■ EXCERPT:
# Rin Tin Tin's Girlfriend



## sandybottom (Jun 1, 2005)

Our Heidi is looking real good lately don't you think?


----------



## 11andy11 (Aug 12, 2004)

nice photos. My shepard is dropping hair like no tomorrow. Looks like your in for some shedding.


----------



## dicklaxt (Jun 2, 2005)

Great Pics and Great Dog,she is beautiful.

dick


----------



## Tucsonred (Jun 9, 2007)

They are my favorite. She's so beautiful!!


----------



## sandybottom (Jun 1, 2005)

11andy11 said:


> nice photos. My shepard is dropping hair like no tomorrow. Looks like your in for some shedding.


She lost her coat about a month ago so what you see will stay.


----------



## TexasCityDave (Mar 11, 2005)

■ GIVEN EXERCISE 1: Put the records into a JSON list of strings, one string per line and with no blank lines, beginning at the line that has "Find the horse neck;" and ending at the end of the records. Leave the pictures out.
The forum thread about Heidi has no connection to the records that come after it.

■ SUPPLIED INFORMATION:

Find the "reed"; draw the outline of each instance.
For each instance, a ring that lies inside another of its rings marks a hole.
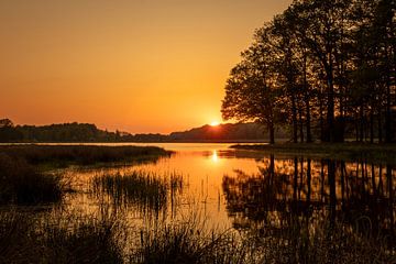
[[[23,158],[0,153],[0,204],[40,204],[62,200],[63,177],[42,173]]]
[[[160,176],[144,170],[128,175],[100,175],[92,179],[92,189],[98,197],[107,194],[117,206],[133,205],[140,209],[160,211],[169,199],[183,189],[183,176]]]
[[[156,161],[170,152],[155,146],[99,146],[99,145],[3,145],[0,153],[24,158],[33,165],[68,164],[92,165]]]

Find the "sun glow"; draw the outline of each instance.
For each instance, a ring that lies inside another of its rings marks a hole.
[[[218,163],[219,162],[219,156],[217,151],[213,151],[213,154],[211,155],[211,160],[213,163]]]
[[[218,127],[219,124],[220,124],[220,122],[218,122],[218,121],[212,121],[212,122],[210,123],[211,127]]]

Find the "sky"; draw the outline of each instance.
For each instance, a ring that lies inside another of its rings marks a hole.
[[[169,133],[221,121],[230,69],[292,0],[1,0],[0,119]]]

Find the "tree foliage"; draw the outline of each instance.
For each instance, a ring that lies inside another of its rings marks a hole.
[[[294,142],[393,141],[395,22],[391,0],[295,0],[231,70],[223,118],[287,123]]]

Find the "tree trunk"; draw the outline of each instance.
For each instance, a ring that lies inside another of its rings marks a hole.
[[[296,96],[292,92],[292,122],[293,122],[293,143],[297,143],[297,106]]]
[[[374,143],[374,113],[373,109],[370,111],[370,143]]]
[[[268,124],[268,132],[270,132],[270,144],[275,144],[275,129],[273,122],[270,122]]]

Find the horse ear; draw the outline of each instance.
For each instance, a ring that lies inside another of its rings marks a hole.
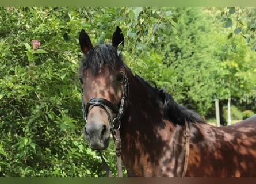
[[[89,51],[93,48],[93,46],[91,44],[89,36],[83,29],[82,29],[80,32],[79,44],[81,50],[85,54],[86,54]]]
[[[122,49],[124,45],[124,35],[123,35],[121,29],[119,26],[116,26],[116,31],[112,37],[112,45],[119,48],[120,45],[122,45]]]

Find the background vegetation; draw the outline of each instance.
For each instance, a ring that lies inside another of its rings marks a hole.
[[[125,38],[124,60],[133,72],[207,119],[215,117],[218,99],[225,124],[228,97],[233,118],[251,115],[255,11],[1,7],[0,176],[105,176],[83,136],[78,80],[82,29],[95,45],[110,42],[119,25]],[[104,154],[115,172],[113,145]]]

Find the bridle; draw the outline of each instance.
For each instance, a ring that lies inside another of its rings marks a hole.
[[[125,100],[129,99],[129,83],[127,77],[125,74],[124,76],[124,87],[123,90],[122,98],[121,99],[119,108],[117,108],[116,106],[108,100],[100,97],[95,97],[91,98],[87,102],[86,105],[85,105],[83,102],[83,90],[82,88],[82,112],[83,113],[83,119],[86,123],[88,122],[87,117],[90,110],[94,106],[100,106],[101,108],[108,115],[109,122],[110,124],[110,132],[112,133],[114,140],[116,144],[116,154],[117,156],[117,167],[119,171],[119,176],[123,177],[123,171],[121,166],[121,138],[120,136],[119,128],[121,126],[121,119],[124,115],[124,102]],[[109,109],[111,109],[113,112],[116,114],[116,117],[113,118],[113,116]],[[103,165],[105,167],[106,172],[109,177],[112,177],[112,174],[109,169],[109,167],[106,163],[104,158],[103,158],[100,151],[98,151],[100,155],[101,160],[102,161]]]

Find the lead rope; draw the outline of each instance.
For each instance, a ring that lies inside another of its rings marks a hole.
[[[189,162],[189,125],[186,119],[185,120],[185,126],[186,129],[186,147],[185,147],[185,153],[184,167],[183,168],[183,172],[181,175],[182,177],[184,177],[186,174],[186,170],[188,168],[188,164]]]
[[[121,138],[119,129],[116,129],[115,131],[115,134],[113,135],[113,137],[114,139],[114,142],[116,144],[116,160],[117,162],[117,170],[119,172],[119,177],[123,177],[123,173],[122,170],[122,159],[121,158]],[[101,161],[102,162],[103,166],[104,167],[105,170],[106,171],[106,173],[109,177],[113,177],[112,173],[111,172],[109,166],[106,162],[104,158],[101,154],[101,152],[98,150],[98,152],[100,154],[100,156],[101,156]]]

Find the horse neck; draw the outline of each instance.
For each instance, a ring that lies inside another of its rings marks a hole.
[[[128,80],[129,103],[120,128],[123,160],[129,175],[159,175],[165,169],[162,162],[171,155],[170,140],[175,127],[164,119],[156,90],[133,75]]]

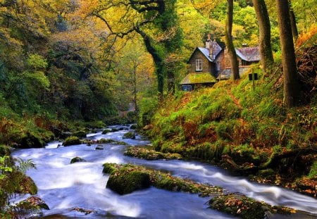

■ GIVEN EXERCISE 2: Pick up the forum thread about Heidi from its last line and keep it going.

■ RIGHT ANSWER 1:
[
  "Find the horse neck; draw the outline of each instance.",
  "For each instance, a ring that lies inside another of its rings marks a hole.",
  "[[[128,80],[129,103],[120,128],[123,160],[129,175],[159,175],[165,169],[162,162],[171,155],[170,140],[175,127],[164,119],[156,90],[133,75]]]"
]

■ RIGHT ANSWER 2:
Rin Tin Tin....now that might give a person's age away. lol. I remember Rin Tin Tin very well. Oops! Nice shots.


----------



## sandybottom (Jun 1, 2005)

TexasCityDave said:


> Rin Tin Tin....now that might give a person's age away. lol. I remember Rin Tin Tin very well. Oops! Nice shots.


My very first book when I started to learn how to read was a Rin Tin Tin book.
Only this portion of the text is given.